Although many things have gone wrong in the autistic brain, scientists have recently been focusing on one of the most glaring: a surplus of connections or synapses.

Neuroscientists reported that, at least in lab mice, a drug that restores the healthy “synaptic pruning” that normally occurs during brain development also reverses autistic-like behaviours such as avoiding social interaction.

“We were able to treat mice after the disease had appeared,” neurobiologist David Sulzer of Columbia University Medical Centre, who led the study published in the journal Neuron, said. That suggests the disease could one day be treated in teenagers and adults “though there is a lot of work to be done”, he said.

A synapse is where one neuron communicates with another, forming functional circuits.

With too many synapses, a “brain region that should be talking only to a select number of other regions is receiving irrelevant information from many others”, Ralph-Axel Müller of San Diego State University said. He has done pioneering work in overconnectivity and was not involved in the Neuron study, which he deemed “extremely exciting”.

For the new study, Columbia’s Guomei Tang painstakingly counted synapses in a key region of the cortex of 26 children with autism who had died from other causes and compared that to 22 healthy brains also donated to science.

What you need to do:
Please resume the article on excess synapses in autism, starting right after its last sentence.

[Collected data]
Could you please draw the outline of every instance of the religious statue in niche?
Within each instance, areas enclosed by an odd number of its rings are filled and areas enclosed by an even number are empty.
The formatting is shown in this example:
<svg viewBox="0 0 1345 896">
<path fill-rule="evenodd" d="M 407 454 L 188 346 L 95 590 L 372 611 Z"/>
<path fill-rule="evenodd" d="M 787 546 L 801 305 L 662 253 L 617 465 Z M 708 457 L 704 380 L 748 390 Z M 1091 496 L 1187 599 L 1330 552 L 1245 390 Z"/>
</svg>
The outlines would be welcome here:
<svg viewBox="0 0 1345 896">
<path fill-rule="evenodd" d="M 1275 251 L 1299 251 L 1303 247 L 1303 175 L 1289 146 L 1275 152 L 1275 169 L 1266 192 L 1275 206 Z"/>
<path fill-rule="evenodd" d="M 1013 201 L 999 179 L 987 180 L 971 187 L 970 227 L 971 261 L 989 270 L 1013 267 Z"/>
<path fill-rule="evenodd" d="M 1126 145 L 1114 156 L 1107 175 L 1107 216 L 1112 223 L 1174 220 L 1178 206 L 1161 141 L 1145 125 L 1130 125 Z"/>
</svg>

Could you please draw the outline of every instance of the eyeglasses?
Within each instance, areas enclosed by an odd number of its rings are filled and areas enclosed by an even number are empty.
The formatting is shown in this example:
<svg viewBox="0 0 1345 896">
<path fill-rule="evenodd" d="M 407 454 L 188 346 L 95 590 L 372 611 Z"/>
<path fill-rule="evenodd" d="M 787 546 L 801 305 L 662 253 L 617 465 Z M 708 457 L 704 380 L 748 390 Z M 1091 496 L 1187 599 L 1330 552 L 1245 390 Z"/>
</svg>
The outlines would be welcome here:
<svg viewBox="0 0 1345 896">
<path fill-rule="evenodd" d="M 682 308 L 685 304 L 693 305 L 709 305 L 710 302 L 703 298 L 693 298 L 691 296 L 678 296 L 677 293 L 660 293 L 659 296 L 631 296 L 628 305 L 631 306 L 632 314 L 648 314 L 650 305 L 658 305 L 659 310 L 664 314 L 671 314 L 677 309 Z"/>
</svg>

...

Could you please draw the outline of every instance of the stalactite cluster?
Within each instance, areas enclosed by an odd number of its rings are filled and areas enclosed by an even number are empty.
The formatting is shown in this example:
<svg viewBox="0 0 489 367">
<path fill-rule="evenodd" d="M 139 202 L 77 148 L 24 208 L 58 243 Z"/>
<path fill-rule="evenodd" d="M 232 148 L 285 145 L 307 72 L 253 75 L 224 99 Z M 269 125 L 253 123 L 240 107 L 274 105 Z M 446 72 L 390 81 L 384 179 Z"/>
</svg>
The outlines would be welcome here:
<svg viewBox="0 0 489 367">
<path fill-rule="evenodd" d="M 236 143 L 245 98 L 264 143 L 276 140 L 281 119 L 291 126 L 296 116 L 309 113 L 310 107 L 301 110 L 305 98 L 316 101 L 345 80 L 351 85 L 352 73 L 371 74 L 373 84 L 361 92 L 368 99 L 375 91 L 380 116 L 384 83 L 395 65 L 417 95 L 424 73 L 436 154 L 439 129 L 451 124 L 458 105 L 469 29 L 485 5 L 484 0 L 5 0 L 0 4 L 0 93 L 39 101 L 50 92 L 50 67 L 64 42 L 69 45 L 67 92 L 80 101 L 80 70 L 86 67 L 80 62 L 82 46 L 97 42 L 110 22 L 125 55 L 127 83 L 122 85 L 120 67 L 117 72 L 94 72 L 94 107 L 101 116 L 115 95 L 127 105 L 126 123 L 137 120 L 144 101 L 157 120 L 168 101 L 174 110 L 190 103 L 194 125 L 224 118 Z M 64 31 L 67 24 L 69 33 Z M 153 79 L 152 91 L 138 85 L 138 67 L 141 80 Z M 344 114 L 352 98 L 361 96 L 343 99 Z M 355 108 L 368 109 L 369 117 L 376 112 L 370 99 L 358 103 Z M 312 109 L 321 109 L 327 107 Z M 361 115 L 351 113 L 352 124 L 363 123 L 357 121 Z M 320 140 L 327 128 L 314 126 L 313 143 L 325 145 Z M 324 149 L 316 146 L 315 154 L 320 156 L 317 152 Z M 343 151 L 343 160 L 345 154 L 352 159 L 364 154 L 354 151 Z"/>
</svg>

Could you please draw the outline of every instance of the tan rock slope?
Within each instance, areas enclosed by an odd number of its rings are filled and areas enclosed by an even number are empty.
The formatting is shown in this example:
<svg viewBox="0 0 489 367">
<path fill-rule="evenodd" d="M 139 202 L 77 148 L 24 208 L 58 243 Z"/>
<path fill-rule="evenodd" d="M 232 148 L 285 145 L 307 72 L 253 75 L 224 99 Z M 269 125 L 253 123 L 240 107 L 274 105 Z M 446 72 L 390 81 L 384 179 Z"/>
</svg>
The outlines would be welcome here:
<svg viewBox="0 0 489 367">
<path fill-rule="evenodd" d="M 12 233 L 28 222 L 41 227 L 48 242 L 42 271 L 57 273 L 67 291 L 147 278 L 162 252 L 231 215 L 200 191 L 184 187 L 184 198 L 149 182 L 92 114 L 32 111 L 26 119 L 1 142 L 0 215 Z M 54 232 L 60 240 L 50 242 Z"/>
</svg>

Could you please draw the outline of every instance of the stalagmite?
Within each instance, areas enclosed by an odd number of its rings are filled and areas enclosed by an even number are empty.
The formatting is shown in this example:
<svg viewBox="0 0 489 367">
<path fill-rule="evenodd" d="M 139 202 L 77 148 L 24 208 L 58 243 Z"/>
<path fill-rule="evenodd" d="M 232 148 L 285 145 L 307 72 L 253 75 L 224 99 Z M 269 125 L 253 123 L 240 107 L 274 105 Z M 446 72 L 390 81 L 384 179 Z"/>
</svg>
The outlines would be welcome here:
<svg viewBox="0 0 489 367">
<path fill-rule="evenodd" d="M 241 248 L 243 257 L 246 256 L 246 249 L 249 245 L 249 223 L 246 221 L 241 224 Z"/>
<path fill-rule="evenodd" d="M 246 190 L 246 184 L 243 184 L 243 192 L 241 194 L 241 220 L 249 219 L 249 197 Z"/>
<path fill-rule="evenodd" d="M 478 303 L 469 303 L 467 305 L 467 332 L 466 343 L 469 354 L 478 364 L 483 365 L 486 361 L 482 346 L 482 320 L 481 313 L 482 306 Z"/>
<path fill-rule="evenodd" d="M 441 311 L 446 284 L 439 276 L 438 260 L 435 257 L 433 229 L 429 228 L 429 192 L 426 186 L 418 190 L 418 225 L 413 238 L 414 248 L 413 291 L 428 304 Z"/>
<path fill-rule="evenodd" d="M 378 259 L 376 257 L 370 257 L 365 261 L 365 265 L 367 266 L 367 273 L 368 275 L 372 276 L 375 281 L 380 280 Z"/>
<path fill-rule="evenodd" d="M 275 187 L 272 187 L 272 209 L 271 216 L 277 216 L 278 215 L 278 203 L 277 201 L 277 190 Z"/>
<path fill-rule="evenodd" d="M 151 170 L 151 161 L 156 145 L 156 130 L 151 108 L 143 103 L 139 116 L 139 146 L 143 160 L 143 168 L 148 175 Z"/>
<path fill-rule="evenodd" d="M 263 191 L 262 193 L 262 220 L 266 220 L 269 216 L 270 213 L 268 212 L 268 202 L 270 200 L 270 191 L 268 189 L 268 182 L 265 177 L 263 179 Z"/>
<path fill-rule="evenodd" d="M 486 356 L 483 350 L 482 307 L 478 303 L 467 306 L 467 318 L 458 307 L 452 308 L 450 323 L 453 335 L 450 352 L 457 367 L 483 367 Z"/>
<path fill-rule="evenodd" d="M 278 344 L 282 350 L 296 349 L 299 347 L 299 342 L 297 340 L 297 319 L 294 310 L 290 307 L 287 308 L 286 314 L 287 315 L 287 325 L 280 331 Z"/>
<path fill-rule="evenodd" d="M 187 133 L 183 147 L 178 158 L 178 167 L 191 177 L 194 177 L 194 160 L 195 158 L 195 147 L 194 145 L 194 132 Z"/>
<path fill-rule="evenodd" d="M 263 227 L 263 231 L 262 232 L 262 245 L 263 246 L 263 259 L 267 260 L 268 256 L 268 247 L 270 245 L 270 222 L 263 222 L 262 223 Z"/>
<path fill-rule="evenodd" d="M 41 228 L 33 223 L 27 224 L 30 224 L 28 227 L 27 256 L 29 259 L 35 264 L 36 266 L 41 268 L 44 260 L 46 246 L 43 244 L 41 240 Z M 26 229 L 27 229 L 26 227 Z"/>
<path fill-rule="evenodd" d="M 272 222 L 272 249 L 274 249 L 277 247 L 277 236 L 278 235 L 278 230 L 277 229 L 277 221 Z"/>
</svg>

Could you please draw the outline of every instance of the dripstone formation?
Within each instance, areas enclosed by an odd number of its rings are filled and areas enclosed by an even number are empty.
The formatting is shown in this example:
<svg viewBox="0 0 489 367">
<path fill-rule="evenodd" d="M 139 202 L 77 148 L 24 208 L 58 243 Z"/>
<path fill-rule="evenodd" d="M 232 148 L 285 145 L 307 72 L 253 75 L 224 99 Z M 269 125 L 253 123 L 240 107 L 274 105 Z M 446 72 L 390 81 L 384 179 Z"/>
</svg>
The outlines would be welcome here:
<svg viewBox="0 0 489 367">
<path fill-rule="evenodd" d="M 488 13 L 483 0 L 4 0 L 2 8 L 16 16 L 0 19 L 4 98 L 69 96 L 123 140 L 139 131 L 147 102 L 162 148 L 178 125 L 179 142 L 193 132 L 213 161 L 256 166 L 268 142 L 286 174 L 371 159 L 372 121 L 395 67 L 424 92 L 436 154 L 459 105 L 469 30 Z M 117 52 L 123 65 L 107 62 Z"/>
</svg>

---

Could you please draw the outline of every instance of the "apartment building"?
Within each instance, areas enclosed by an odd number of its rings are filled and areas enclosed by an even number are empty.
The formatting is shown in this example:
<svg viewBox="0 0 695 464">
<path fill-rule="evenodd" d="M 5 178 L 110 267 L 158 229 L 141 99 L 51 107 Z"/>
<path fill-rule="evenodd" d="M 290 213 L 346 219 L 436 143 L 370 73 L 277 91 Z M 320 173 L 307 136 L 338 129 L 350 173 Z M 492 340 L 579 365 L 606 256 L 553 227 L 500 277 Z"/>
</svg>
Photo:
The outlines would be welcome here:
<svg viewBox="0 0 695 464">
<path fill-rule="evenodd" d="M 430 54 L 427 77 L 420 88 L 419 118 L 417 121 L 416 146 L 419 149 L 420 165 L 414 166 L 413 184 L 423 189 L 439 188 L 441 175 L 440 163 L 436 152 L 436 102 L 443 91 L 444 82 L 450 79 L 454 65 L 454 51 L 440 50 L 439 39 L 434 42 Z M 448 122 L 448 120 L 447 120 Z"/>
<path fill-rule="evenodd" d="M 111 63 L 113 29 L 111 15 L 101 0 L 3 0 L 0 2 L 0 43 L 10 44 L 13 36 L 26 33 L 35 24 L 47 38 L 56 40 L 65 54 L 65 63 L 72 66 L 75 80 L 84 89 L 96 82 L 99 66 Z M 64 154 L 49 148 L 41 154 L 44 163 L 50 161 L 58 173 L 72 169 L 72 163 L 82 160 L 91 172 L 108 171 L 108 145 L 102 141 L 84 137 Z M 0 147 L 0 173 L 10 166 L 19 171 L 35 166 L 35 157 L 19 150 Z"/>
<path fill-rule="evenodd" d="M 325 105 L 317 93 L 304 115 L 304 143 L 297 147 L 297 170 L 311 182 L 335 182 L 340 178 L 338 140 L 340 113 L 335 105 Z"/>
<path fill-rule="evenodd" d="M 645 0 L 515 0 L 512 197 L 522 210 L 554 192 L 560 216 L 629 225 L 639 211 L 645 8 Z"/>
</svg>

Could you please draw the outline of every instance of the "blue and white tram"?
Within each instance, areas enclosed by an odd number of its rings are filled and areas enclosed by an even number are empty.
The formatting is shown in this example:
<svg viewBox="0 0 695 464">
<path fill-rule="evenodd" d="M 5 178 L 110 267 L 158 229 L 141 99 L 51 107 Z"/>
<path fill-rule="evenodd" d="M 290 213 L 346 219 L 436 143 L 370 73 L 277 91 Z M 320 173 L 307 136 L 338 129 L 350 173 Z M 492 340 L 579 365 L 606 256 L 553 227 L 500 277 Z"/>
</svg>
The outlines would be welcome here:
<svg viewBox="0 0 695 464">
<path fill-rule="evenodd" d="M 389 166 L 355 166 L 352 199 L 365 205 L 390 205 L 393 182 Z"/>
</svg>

Response:
In the autistic brains, synaptic density was more than 50 per cent higher than that in healthy brains and sometimes two-thirds greater.

It is not clear if too many synapses are the main reason for autism, but many genes linked to autism play a role in synapse pruning. And the discovery that synapse pruning reversed autistic behaviour in the lab mice suggests overconnectivity may be key.

Sulzer’s team used rapamycin, an immunosuppressant drug that prevents organ rejection and is sold by Pfizer as Rapamune. But even if the findings are confirmed − and Sulzer notes that treatments that work in lab animals often fail in people − it is unlikely that rapamycin would be used in people with autism: Its wide-scale immune-suppressing effects would likely cause serious side effects.